What the exercise asks » Report how many lines below contain the word "rock", matching case exactly. Give only the number.

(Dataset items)
— Begin —

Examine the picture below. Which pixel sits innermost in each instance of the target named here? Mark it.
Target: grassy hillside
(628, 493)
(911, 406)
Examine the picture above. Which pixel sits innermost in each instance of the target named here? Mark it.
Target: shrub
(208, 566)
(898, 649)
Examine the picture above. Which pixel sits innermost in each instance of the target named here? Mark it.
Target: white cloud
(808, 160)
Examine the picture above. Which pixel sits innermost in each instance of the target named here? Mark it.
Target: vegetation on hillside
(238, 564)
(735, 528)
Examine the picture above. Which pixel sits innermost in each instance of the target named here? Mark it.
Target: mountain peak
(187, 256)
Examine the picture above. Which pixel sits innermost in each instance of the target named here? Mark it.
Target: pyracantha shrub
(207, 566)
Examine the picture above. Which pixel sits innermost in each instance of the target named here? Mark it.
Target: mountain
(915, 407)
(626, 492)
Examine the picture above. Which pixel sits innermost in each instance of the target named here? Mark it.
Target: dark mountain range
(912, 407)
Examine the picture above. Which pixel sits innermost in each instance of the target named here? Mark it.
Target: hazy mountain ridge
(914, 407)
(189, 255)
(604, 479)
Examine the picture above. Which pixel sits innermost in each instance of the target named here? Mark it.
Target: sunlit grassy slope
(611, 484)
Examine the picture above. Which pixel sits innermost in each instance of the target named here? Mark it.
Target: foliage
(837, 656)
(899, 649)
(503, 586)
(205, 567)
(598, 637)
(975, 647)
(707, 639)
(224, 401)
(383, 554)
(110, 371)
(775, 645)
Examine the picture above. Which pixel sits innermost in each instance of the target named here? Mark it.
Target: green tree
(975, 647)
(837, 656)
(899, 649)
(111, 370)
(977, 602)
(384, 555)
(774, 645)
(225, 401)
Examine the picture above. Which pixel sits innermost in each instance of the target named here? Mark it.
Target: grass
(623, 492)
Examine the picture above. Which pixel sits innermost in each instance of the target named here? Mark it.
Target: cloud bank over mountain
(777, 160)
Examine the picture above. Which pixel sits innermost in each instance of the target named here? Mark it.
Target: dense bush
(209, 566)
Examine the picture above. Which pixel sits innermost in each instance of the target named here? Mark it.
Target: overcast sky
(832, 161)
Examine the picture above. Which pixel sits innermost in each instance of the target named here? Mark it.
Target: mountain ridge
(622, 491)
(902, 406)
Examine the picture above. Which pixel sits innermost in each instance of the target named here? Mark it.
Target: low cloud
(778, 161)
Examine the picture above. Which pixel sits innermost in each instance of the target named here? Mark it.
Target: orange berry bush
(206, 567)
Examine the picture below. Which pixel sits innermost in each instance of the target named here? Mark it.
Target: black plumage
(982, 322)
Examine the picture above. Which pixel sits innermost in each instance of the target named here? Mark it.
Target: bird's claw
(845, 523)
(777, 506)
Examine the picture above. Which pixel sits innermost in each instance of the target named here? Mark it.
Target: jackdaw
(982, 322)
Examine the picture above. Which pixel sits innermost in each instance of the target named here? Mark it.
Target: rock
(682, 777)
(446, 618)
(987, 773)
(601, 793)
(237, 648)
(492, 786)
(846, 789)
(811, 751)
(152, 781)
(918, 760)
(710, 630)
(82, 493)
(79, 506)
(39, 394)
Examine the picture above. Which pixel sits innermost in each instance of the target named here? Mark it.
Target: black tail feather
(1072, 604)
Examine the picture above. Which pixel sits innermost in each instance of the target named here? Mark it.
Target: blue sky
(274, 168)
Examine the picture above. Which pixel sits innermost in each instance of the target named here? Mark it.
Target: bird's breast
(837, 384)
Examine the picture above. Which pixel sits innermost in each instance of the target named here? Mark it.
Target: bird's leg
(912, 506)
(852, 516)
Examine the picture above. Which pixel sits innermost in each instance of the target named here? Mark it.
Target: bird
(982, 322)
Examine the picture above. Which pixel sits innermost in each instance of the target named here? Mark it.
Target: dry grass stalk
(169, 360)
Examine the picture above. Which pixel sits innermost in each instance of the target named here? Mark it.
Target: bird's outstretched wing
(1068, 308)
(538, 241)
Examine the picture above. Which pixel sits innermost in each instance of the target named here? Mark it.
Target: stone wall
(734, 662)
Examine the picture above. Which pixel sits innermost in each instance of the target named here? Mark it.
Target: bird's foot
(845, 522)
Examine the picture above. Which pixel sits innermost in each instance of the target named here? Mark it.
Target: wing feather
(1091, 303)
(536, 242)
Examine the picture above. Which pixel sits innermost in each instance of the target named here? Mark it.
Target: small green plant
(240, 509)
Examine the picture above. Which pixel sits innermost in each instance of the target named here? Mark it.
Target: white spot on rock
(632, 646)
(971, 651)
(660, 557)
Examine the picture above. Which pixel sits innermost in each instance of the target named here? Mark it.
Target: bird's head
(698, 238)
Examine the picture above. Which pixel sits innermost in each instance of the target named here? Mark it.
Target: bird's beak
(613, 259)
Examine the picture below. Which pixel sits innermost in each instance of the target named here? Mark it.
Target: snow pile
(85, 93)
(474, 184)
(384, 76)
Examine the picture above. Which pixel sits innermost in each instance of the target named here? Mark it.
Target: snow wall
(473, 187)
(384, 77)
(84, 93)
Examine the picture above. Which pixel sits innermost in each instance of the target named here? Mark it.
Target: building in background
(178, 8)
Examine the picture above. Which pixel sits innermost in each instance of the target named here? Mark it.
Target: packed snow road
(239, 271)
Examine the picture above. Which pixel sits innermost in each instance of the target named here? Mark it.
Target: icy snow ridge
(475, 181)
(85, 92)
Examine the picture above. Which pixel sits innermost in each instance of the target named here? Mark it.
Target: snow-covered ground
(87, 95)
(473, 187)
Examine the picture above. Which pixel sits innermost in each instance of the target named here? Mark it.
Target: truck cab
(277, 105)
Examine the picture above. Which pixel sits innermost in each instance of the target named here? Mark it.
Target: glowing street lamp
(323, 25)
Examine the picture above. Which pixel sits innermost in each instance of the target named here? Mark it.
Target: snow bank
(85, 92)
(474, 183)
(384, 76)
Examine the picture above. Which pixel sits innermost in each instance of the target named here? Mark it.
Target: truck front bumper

— End —

Exercise answer » 2